*GOAL*: Please copy the lines below word for word, leaving the pictures out of your answer.

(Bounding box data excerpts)
+++

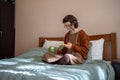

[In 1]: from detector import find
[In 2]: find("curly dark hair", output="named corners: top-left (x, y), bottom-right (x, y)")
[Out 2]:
top-left (63, 15), bottom-right (78, 28)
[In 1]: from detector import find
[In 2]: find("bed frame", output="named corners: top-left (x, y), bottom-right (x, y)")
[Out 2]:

+++

*THE RESULT*:
[In 1]: from detector import find
[In 2]: find("curly dark hair", output="named corners: top-left (x, y), bottom-right (x, y)")
[Out 2]:
top-left (63, 15), bottom-right (78, 28)
[In 1]: from detector import find
[In 2]: find("bed frame", output="named corners: top-left (x, y), bottom-right (x, y)")
[Out 2]:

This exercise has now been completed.